昨年の前橋ブックフェスの1日目、
糸井重里は母校の前橋高校で、
古賀史健さんとの対談をおこないました。
会場に集まってくださったのは、
80人近い高校生とその保護者のみなさん。
真剣に耳を傾ける若者たちを前に、
ふたりは「勇気」をテーマに
たくさんのことばを交わしました。
人生の先輩から後輩たちへ贈る
あたたかく、親愛に満ちた特別授業です。
全11回、どうぞおたのしみください。

>古賀史健さんのプロフィール

古賀史健(こが・ふみたけ)

ライター

株式会社バトンズ代表。1973年福岡県生まれ。九州産業大学芸術学部卒。メガネ店勤務、出版社勤務を経て1998年に独立。

最新刊『取材・執筆・推敲 書く人の教科書』のほか、著書に『嫌われる勇気』『幸せになる勇気』(岸見一郎共著)、『古賀史健がまとめた糸井重里のこと。』(糸井重里共著)、『20歳の自分に受けさせたい文章講義』などがある。構成に『ぼくたちが選べなかったことを、選びなおすために。』(幡野広志著)、『ミライの授業』(瀧本哲史著)、『ゼロ』(堀江貴文著)など多数。

2014年、ビジネス書ライターの地位向上に大きく寄与したとして「ビジネス書大賞・審査員特別賞」受賞。編著書の累計は1500万部を数える。

・Twitter(https://twitter.com/fumiken/
・note(https://note.com/fumiken/

前へ目次ページへ次へ

糸井
古賀さんは運よくというか、
その「勇気」というコンセプトが
目の前にポンっと現れたわけで。
古賀
そうなんです。
しかもアドラーという人は、
勇気をもつためには
どうしたらいいかという話もしていて、
それは「じぶんには価値がある」と思えたとき、
人は勇気をふるうことができるというんです。
糸井
おぉー。

古賀
さっき糸井さんがおっしゃったように、
なにかの仕事でひとつ小さな自信をつけた。
それってその仕事のたびに、
きっとじぶんの価値みたいなものを
実感されていたんじゃないかと思うんです。

####################

課題 a:
本文のうち、「昨年の前橋ブックフェスの1日目、」という語句を含む箇所で始まり、「全11回、どうぞおたのしみください。」で終わる部分を、一字一句違えずに書き写してください。

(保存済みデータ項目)

####################

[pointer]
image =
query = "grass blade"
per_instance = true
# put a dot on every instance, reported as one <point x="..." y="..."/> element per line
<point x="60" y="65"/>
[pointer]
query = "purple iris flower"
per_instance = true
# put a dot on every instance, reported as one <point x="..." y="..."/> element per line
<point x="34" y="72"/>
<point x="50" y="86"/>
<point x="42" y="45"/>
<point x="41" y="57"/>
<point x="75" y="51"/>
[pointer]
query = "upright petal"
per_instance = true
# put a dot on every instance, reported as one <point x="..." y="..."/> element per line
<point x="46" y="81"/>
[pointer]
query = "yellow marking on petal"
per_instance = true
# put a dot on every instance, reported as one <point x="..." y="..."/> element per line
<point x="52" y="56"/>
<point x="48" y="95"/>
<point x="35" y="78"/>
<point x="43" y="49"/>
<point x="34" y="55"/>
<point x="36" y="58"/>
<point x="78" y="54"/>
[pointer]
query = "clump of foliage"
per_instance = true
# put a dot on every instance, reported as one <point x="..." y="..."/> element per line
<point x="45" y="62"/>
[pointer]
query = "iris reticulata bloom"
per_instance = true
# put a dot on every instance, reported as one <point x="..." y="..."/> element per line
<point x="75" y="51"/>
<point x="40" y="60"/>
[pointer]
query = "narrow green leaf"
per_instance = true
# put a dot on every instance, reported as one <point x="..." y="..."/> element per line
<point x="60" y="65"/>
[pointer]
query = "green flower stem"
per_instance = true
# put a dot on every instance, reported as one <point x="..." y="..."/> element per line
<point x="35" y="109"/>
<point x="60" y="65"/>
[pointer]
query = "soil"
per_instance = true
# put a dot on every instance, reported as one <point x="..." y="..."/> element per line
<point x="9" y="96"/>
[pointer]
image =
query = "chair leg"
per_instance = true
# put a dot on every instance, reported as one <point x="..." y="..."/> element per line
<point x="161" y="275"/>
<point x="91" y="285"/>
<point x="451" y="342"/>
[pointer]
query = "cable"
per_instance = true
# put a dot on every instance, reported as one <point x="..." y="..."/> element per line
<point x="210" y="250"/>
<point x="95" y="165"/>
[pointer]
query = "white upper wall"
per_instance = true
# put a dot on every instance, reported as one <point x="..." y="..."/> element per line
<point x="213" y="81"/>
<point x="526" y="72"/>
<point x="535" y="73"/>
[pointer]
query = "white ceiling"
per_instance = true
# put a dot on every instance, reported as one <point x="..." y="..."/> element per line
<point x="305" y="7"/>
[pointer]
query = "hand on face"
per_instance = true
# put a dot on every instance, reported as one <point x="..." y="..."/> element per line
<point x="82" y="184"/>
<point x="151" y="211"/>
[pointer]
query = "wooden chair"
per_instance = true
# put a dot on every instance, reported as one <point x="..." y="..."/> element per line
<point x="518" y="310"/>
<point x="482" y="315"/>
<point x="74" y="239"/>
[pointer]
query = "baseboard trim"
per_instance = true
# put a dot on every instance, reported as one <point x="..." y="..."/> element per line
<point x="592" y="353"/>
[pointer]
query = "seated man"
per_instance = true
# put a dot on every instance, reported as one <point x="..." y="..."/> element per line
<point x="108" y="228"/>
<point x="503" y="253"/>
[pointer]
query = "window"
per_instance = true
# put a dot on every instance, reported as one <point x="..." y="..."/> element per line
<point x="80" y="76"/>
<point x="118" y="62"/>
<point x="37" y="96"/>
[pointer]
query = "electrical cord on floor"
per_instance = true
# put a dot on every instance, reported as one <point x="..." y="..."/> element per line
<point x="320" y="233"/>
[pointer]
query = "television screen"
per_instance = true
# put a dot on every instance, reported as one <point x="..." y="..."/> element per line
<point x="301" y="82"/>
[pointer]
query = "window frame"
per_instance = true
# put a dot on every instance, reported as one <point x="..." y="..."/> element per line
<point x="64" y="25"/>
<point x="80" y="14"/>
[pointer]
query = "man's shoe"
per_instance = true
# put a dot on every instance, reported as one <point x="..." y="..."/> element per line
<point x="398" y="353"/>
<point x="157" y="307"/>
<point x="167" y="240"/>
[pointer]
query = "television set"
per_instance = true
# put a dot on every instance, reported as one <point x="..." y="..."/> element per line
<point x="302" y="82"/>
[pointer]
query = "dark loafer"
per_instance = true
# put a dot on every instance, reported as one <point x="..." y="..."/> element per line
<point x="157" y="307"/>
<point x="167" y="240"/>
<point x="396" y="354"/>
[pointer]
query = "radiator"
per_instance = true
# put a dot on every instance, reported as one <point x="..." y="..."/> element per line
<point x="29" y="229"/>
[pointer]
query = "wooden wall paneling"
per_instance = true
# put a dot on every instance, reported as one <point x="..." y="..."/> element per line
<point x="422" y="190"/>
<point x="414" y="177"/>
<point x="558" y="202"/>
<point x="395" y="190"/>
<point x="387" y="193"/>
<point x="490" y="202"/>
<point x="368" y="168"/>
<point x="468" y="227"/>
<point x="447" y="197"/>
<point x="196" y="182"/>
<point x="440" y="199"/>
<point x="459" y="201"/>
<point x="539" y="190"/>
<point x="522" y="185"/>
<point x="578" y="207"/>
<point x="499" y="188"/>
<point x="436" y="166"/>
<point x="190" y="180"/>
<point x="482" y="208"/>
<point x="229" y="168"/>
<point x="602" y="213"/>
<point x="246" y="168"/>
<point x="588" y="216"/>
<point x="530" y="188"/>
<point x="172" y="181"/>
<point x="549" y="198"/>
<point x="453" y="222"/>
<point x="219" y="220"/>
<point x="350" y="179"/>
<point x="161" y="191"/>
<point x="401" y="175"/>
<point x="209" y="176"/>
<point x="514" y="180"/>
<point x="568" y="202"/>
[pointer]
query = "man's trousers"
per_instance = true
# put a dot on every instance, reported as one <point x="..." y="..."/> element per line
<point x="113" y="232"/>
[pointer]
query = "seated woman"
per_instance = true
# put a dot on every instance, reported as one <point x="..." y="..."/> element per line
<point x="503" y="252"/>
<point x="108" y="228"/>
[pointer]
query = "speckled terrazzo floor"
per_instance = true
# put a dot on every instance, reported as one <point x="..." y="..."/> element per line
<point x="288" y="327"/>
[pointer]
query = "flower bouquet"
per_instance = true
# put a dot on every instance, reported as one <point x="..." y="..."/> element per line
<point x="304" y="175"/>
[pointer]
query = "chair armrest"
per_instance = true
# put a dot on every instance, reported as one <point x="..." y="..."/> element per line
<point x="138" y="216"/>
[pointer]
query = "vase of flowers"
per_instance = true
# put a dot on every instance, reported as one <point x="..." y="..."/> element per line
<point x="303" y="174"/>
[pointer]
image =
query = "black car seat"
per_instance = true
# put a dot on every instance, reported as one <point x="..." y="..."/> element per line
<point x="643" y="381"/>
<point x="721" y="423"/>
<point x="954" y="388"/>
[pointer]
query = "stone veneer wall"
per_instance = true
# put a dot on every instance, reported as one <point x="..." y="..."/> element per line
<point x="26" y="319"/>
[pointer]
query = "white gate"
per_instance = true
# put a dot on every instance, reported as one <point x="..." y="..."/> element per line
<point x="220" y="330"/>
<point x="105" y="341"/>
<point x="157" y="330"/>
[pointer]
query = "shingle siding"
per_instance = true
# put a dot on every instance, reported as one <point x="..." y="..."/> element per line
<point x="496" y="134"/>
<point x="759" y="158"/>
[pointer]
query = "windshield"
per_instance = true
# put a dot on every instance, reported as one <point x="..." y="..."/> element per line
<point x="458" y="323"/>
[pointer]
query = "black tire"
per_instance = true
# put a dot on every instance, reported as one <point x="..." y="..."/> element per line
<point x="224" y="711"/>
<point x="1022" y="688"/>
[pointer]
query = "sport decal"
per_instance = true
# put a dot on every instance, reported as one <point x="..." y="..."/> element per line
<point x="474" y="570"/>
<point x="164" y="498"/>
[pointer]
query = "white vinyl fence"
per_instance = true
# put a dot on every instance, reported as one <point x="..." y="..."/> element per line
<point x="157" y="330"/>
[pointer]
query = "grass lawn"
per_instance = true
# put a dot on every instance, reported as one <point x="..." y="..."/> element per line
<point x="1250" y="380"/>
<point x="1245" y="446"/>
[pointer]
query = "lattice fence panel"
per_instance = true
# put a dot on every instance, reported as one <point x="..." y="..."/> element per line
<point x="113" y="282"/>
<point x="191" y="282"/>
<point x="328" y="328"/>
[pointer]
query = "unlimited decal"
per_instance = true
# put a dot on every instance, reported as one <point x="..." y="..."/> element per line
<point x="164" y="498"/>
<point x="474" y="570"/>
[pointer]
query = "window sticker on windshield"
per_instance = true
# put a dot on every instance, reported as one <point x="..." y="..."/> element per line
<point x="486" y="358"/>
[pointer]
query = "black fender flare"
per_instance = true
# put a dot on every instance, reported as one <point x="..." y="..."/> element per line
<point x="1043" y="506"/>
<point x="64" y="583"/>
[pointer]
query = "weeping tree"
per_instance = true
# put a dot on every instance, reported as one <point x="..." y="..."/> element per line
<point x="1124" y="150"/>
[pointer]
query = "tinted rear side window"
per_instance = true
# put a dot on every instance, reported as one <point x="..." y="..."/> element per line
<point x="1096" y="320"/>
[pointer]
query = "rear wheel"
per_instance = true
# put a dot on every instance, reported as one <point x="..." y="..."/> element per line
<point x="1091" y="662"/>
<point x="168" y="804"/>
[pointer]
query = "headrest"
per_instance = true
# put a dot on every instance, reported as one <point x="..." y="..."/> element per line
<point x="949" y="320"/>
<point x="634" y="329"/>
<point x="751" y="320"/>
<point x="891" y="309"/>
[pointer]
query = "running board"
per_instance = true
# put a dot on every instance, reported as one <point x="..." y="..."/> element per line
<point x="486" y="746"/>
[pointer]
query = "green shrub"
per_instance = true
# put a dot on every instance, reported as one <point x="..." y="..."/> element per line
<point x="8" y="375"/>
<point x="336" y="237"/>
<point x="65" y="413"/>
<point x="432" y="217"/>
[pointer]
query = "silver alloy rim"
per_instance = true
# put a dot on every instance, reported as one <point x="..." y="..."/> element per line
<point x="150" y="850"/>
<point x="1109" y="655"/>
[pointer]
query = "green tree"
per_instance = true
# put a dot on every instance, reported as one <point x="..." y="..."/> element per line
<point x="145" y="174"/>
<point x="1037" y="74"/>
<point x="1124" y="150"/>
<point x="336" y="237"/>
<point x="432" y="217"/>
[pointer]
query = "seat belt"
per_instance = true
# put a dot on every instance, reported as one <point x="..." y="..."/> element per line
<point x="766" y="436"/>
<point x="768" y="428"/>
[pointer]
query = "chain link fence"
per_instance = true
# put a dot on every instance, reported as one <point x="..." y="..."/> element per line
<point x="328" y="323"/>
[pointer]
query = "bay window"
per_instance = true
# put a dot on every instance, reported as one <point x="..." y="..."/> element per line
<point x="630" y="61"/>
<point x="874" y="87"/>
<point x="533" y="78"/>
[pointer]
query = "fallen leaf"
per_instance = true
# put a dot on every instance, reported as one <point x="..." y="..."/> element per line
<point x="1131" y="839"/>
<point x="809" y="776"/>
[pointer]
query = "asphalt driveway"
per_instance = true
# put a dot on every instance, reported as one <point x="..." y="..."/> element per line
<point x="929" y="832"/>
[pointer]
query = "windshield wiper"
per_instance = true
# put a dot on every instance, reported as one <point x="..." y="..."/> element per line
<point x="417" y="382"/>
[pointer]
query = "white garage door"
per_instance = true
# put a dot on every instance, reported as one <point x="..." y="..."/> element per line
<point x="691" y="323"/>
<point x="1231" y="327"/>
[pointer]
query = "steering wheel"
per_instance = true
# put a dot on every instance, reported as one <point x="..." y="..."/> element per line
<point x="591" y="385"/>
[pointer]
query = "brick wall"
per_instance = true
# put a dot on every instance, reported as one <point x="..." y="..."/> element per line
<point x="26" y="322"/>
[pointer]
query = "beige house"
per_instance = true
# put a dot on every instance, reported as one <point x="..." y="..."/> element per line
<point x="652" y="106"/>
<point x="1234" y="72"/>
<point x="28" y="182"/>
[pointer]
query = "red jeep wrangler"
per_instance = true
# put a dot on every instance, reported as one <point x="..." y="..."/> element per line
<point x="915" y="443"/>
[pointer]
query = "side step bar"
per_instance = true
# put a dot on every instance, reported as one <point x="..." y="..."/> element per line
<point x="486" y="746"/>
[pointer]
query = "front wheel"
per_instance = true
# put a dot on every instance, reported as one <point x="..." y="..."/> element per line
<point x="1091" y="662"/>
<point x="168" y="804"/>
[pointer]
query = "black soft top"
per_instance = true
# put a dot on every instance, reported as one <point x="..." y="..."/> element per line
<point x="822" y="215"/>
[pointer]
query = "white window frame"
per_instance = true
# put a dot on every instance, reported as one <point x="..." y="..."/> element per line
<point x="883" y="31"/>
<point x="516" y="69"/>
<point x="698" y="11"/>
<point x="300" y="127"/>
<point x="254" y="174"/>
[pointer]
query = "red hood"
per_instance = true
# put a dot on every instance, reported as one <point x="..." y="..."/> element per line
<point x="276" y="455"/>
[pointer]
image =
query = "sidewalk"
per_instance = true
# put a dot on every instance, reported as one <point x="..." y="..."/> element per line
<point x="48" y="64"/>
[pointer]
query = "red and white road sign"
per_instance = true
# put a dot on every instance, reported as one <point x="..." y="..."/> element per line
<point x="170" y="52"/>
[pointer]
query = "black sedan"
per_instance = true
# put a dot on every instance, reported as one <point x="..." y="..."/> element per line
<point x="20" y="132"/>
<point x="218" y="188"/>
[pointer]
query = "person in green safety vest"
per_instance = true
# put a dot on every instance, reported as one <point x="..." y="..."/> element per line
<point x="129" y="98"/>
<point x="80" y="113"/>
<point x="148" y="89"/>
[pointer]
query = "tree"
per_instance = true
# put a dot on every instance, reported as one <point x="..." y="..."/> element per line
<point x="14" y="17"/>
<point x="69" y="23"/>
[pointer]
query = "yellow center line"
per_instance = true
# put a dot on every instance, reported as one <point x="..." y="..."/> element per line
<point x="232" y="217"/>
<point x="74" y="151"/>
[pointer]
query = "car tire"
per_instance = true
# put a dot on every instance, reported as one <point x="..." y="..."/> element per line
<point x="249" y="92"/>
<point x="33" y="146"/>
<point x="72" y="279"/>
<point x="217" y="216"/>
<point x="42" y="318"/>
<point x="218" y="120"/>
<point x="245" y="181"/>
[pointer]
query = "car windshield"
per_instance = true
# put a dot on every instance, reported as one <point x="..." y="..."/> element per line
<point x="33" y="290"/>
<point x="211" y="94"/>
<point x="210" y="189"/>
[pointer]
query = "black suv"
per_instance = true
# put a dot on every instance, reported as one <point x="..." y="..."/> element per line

####################

課題 b:
記録の中で、文字列「television」を含む行はいくつありますか。大文字と小文字は区別するものとし、その数のみを答えてください。

最終回答 a:
昨年の前橋ブックフェスの1日目、
糸井重里は母校の前橋高校で、
古賀史健さんとの対談をおこないました。
会場に集まってくださったのは、
80人近い高校生とその保護者のみなさん。
真剣に耳を傾ける若者たちを前に、
ふたりは「勇気」をテーマに
たくさんのことばを交わしました。
人生の先輩から後輩たちへ贈る
あたたかく、親愛に満ちた特別授業です。
全11回、どうぞおたのしみください。

最終回答 b:
2